begin PROVIDED INFORMATION

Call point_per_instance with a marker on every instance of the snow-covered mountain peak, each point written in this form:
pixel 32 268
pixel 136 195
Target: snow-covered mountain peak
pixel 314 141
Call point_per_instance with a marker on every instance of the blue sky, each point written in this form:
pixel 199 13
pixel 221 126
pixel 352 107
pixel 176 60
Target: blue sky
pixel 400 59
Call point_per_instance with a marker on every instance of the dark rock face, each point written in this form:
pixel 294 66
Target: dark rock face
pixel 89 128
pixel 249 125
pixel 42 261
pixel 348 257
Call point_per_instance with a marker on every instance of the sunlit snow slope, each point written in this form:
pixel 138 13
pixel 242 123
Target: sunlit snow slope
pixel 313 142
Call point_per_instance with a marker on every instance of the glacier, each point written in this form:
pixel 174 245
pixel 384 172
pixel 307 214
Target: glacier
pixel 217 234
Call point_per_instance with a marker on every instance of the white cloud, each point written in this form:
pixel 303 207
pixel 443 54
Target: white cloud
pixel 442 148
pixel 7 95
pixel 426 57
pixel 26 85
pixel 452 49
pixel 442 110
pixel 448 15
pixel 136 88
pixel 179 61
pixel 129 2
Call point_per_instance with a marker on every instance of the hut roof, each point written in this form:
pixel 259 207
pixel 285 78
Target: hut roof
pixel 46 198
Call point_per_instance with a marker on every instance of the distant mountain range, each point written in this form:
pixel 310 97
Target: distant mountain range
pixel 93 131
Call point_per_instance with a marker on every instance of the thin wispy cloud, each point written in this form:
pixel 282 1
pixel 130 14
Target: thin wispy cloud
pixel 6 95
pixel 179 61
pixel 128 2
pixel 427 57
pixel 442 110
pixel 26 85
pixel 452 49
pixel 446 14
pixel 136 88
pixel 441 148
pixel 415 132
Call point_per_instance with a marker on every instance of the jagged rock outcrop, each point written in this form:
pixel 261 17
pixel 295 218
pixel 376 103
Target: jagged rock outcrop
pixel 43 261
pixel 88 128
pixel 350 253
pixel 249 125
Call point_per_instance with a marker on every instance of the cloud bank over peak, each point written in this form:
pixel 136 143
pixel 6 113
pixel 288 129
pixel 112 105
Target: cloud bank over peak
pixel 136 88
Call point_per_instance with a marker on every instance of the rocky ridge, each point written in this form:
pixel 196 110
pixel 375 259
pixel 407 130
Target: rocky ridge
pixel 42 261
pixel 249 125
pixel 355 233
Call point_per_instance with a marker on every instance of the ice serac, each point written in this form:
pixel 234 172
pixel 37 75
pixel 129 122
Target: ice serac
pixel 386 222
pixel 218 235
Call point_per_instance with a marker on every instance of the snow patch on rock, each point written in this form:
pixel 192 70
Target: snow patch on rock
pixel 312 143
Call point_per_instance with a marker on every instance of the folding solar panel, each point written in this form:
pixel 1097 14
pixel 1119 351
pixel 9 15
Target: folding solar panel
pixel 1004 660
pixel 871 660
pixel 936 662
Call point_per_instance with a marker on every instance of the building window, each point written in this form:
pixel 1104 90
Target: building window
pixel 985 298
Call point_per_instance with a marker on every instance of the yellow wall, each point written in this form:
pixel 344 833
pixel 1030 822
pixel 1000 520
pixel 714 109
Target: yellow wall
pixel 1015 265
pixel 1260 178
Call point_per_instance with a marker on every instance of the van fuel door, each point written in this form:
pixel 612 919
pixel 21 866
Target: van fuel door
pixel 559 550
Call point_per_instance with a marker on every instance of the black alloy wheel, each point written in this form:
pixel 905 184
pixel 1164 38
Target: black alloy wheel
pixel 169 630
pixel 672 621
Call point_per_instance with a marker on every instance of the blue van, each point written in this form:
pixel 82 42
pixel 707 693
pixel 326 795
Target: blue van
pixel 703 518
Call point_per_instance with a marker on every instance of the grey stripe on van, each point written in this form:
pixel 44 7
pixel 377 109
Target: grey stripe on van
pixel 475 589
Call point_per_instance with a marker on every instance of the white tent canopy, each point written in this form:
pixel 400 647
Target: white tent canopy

end PROVIDED INFORMATION

**SET EXERCISE**
Copy out, word for word, everything from the start of the records down to the line containing "pixel 415 132", including that line.

**SOLUTION**
Call point_per_instance with a marker on every instance of the snow-covered mountain peak, each point written in this form:
pixel 32 268
pixel 136 195
Target: snow-covered mountain peak
pixel 314 141
Call point_per_instance with a marker on every instance of the blue sky, each point written in this form:
pixel 199 13
pixel 221 126
pixel 352 107
pixel 176 60
Target: blue sky
pixel 400 59
Call point_per_instance with a marker on every instance of the dark rock face, each point written in this form:
pixel 294 66
Target: dark rock face
pixel 89 128
pixel 249 125
pixel 42 261
pixel 348 257
Call point_per_instance with a marker on every instance of the sunlit snow slope, each point written in this form:
pixel 138 13
pixel 242 123
Target: sunlit snow slope
pixel 313 142
Call point_per_instance with a marker on every instance of the glacier, each point written in this form:
pixel 174 245
pixel 384 172
pixel 307 214
Target: glacier
pixel 217 234
Call point_per_instance with a marker on every instance of the white cloud, each point written in this form:
pixel 303 207
pixel 443 54
Target: white cloud
pixel 442 148
pixel 7 95
pixel 426 57
pixel 26 85
pixel 452 49
pixel 442 110
pixel 448 15
pixel 136 88
pixel 179 61
pixel 129 2
Call point_per_instance with a marker on every instance of the hut roof, each point written in this form:
pixel 259 207
pixel 285 78
Target: hut roof
pixel 46 198
Call point_per_instance with a marker on every instance of the distant mountain range, each point written in this form:
pixel 310 97
Target: distant mountain range
pixel 93 131
Call point_per_instance with a marker on every instance of the thin wispy cloud, each point written in this form:
pixel 282 1
pixel 130 14
Target: thin wispy cloud
pixel 6 95
pixel 179 61
pixel 128 2
pixel 427 57
pixel 442 110
pixel 26 85
pixel 452 49
pixel 446 14
pixel 136 88
pixel 441 148
pixel 415 132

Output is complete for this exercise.